ENTRIES =
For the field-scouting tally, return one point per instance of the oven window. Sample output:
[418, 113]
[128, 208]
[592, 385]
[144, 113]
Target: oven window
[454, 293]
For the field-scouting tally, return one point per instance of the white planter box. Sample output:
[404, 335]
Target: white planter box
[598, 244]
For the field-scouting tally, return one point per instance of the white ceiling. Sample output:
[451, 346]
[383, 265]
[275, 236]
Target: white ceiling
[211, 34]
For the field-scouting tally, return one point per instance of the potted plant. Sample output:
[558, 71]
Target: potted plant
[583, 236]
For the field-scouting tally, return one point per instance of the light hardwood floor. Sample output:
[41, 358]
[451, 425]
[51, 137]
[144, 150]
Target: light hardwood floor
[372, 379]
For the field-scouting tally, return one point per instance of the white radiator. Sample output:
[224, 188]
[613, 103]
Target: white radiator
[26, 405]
--
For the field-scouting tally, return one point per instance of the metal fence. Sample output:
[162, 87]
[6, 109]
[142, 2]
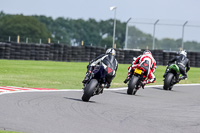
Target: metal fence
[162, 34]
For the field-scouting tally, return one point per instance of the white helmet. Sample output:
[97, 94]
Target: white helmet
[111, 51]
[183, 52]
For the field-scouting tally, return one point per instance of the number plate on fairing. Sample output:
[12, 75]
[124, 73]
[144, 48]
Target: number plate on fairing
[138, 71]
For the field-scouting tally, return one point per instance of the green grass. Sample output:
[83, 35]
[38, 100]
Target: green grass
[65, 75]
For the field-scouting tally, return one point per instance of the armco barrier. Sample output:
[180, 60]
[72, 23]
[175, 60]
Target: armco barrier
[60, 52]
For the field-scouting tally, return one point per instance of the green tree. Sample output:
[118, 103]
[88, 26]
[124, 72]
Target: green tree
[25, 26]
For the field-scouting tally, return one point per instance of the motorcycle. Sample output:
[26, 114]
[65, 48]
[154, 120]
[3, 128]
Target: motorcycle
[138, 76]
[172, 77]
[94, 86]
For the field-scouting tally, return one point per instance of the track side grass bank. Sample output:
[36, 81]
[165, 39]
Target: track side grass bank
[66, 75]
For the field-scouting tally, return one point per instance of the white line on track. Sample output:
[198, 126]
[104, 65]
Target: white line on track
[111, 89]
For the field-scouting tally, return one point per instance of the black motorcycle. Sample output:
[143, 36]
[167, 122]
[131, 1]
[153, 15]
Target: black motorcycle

WHAT IS NEEDED =
Reproduce word for word everything in the material above from the line containing "the white line" down to the line containing "Target: black motorcycle", with both of those lines included.

ANSWER TO THIS PROBLEM =
For the field-scouting tally, return one point per instance of the white line on track. Sample output:
[198, 126]
[104, 65]
Target: white line on track
[111, 89]
For the field-scouting tally, return one point per instance of the black motorcycle. Sample output:
[143, 36]
[167, 122]
[131, 1]
[153, 15]
Target: black motorcycle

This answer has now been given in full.